### Document extract
—————
Wuthering Heights, first published in 1847, is a must read piece of literature. From the often dismal but beautiful setting of the Yorkshire moors, to the harrowing, violent history of Heathcliff, this book is outstanding. It begins when Mr. Earnshaw brings home an orphan he found starving on the streets of Liverpool. He raises the boy as his own, naming him Heathcliff. Mr. Earnshaw favors Heathcliff over his own children, Catherine and Hindley. This causes discord in his family, and Hindley grows to resent his father and hate Heathcliff. Meanwhile, Cathy and Heathcliff become friends and grow passionately devoted to each other. Their relationship is interrupted, when the Earnshaws' lives become entangled with the Lintons. So begins this tale of passion and a history of abuse in a family. The story is effectually told several years later to a stanger in the area. The narrator of the tale is a secondary character, the servant Nelly Dean. This novel, though exquistely written, is deeply depressing and painfully realistic, with hardly a light hearted moment. But if you plough on through all the sorrow and abuse, you'll be left pondering this question: Is Wuthering Heights a love story or a hate story?
—————
### Given task 1
In the review of Wuthering Heights, where did Mr. Earnshaw find the orphan boy?
### Given task 2
Write what could come next in the Wuthering Heights review, picking up right after its final sentence.
The lines that come next have no part in any of this.

### Supplied data
—————
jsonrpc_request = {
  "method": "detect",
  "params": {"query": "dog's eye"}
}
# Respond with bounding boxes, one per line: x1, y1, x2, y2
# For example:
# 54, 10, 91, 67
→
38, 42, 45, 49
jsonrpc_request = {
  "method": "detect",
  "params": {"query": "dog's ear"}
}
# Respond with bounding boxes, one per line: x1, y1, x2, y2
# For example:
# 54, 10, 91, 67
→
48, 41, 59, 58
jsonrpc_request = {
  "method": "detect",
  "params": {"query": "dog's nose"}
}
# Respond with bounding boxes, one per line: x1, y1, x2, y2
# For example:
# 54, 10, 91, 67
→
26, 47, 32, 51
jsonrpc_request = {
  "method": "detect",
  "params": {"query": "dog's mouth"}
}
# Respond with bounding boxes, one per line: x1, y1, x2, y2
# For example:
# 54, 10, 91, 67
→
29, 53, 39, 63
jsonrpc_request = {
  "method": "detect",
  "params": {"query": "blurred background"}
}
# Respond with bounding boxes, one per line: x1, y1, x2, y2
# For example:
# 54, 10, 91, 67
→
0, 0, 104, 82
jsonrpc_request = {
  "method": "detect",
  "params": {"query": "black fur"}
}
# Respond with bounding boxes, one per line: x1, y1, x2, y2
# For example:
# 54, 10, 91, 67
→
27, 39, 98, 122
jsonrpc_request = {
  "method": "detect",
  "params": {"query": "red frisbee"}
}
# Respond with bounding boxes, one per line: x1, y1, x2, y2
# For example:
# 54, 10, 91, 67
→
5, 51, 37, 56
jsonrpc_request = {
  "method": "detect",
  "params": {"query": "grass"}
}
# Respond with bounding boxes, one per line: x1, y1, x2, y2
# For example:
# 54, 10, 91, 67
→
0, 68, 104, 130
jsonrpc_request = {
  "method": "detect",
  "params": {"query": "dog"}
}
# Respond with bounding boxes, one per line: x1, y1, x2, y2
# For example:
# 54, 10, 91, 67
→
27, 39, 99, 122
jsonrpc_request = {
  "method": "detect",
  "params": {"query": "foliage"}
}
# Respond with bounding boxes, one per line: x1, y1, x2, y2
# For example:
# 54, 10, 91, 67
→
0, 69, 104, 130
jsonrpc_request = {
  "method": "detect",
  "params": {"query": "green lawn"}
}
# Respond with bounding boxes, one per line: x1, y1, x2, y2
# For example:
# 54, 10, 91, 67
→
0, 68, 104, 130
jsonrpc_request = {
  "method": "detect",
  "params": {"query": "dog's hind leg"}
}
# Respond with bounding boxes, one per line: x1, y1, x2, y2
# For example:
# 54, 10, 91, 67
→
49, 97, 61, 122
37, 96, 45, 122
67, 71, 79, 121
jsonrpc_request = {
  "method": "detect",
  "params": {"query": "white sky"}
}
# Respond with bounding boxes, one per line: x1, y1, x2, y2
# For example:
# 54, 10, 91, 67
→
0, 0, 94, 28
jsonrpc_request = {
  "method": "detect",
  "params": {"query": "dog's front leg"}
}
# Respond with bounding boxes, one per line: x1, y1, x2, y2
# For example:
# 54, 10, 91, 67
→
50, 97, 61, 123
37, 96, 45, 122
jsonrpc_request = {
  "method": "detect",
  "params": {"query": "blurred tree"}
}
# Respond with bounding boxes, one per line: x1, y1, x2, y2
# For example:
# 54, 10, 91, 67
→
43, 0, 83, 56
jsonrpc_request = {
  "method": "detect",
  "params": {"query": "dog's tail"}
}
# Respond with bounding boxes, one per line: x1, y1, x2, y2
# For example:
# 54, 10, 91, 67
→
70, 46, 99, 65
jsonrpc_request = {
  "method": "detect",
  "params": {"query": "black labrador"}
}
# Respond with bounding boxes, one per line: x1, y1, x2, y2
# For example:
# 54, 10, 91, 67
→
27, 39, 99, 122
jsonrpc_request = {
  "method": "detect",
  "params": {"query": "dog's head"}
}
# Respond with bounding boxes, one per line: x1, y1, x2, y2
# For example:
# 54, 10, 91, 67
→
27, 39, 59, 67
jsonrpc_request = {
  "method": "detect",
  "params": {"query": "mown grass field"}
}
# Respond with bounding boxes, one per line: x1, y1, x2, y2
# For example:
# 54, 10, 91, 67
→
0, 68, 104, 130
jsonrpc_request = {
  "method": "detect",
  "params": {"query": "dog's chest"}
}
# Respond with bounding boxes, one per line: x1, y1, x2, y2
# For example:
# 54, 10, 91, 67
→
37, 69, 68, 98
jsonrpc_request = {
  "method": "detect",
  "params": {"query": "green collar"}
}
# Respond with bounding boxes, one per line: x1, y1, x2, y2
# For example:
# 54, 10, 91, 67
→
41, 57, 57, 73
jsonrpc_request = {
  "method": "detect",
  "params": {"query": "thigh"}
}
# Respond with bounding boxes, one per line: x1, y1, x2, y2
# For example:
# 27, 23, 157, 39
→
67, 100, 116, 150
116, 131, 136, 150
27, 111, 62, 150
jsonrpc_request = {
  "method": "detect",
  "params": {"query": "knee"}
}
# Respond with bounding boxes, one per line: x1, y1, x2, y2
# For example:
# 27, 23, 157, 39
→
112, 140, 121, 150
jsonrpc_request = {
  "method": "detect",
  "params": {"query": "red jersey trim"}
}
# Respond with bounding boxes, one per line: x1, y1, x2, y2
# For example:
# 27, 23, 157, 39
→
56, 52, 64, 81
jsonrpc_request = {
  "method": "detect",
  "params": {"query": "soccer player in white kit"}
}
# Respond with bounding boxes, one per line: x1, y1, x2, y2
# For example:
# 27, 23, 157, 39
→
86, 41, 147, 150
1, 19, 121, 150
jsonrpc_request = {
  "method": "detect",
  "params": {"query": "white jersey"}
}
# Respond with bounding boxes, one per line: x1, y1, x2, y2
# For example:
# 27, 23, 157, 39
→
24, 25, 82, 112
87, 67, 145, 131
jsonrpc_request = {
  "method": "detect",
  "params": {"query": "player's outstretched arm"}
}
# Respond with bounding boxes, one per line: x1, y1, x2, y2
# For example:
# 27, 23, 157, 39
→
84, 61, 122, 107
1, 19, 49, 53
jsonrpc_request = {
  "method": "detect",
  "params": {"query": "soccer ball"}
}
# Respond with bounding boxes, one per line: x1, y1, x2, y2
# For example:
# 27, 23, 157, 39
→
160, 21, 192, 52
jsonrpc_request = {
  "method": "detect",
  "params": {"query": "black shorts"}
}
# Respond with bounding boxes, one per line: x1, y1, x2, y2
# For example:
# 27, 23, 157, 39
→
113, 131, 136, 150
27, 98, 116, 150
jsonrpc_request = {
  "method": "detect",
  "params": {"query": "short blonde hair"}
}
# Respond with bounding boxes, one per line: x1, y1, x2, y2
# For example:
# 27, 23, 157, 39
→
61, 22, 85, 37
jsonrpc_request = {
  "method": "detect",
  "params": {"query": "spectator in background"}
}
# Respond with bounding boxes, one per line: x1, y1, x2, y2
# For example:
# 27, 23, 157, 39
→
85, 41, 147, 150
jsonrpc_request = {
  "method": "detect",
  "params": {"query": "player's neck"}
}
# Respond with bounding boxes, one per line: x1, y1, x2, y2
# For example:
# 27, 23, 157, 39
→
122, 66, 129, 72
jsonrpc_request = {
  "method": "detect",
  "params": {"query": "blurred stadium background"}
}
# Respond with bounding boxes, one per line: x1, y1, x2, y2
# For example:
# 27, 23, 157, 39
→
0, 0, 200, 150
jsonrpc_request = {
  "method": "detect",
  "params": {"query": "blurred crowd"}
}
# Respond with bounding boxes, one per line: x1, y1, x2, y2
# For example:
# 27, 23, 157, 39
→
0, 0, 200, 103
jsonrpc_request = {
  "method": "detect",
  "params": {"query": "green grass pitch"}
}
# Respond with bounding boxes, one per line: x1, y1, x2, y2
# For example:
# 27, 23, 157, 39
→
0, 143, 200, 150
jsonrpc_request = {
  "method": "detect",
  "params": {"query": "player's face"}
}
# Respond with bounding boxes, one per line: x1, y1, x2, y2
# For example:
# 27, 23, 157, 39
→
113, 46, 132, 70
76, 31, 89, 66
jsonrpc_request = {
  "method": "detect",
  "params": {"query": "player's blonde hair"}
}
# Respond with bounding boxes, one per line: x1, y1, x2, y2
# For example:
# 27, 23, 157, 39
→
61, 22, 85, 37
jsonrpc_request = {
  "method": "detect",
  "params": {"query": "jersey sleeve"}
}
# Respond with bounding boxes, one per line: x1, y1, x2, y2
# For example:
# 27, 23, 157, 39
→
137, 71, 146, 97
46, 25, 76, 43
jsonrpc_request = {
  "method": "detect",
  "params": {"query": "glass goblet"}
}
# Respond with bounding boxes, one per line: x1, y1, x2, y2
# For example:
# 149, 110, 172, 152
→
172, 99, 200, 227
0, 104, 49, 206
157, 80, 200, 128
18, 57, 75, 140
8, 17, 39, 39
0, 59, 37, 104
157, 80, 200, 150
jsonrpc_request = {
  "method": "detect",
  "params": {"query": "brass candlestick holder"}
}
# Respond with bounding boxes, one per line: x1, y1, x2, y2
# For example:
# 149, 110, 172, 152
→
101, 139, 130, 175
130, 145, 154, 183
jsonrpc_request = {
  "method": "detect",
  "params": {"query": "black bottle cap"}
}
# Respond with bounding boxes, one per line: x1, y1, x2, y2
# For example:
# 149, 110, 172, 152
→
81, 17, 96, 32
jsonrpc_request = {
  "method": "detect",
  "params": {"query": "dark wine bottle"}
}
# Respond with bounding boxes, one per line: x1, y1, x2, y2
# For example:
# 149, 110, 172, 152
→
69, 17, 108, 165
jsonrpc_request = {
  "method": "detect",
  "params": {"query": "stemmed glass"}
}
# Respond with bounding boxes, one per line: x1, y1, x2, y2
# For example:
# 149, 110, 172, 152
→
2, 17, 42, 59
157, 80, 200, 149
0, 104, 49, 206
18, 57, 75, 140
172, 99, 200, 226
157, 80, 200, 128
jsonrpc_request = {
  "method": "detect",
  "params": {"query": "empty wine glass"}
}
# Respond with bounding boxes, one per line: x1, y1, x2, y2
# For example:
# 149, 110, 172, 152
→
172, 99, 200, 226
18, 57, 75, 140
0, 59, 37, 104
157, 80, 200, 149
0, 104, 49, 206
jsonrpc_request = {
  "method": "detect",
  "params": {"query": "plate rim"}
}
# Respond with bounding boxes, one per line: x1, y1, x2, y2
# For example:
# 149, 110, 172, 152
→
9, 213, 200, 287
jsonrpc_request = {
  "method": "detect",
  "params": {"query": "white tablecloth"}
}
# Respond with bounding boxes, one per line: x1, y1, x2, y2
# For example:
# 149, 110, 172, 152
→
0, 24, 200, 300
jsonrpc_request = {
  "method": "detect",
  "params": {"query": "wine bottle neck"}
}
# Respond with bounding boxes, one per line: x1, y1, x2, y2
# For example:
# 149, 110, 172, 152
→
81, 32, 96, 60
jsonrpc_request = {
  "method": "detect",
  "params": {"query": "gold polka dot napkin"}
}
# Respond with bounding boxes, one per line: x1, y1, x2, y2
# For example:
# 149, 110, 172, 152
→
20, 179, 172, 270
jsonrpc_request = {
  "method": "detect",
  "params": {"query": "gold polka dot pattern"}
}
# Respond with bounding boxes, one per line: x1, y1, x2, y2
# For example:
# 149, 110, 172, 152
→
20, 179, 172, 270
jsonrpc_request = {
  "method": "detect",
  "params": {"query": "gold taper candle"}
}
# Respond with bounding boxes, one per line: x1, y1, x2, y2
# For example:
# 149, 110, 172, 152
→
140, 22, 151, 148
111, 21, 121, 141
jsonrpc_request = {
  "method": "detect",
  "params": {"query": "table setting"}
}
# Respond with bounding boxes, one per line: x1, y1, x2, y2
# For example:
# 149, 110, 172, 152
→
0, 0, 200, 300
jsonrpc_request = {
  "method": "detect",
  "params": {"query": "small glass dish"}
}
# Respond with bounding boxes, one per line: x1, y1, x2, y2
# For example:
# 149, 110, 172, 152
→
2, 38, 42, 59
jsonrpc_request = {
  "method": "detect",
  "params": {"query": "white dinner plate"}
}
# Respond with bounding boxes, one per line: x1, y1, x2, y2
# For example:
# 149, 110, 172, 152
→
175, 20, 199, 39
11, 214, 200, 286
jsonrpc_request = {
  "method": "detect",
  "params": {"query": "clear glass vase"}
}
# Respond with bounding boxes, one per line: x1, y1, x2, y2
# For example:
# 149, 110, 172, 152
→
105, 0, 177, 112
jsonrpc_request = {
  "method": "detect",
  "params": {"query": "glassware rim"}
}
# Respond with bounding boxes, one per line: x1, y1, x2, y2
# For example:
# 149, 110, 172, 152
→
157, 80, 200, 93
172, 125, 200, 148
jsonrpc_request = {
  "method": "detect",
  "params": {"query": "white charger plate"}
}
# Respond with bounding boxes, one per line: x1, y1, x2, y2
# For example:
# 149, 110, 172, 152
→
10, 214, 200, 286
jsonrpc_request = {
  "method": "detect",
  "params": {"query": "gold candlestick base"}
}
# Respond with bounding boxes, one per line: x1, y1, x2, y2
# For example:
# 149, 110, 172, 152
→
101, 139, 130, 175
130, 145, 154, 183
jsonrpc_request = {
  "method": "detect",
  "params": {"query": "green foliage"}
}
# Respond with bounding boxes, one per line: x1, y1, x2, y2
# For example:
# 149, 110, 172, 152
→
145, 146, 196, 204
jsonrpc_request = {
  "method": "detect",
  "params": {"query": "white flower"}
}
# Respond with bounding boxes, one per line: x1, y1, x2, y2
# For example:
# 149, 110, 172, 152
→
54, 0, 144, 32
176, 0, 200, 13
—————
### Exercise result 1
He found him starving on the streets of Liverpool.

### Exercise result 2
Also recommended: Jane Eyre by Charlotte Bronte, A Great and Terrible Beauty by Libba Bray, and The Secret Life of Bees by Sue Monk Kidd

Customer Rating for this product is 5 out of 5 Wuthering Heights
A reviewer, A reviewer, 08/16/2008

I actually got into this book by Stephanie Meyer's 'Twilight' series because they mentioned it a lot in those books. Im extrememly glad I did take the time to read this book though because it was fanominal. It's your classic love story, with a twist of evil you didn't think possible from one person [that person being Heathcliff]. The old english talk can get confusing, so it's definately one for the older readers. All and all, it's one of my all-time favorite books.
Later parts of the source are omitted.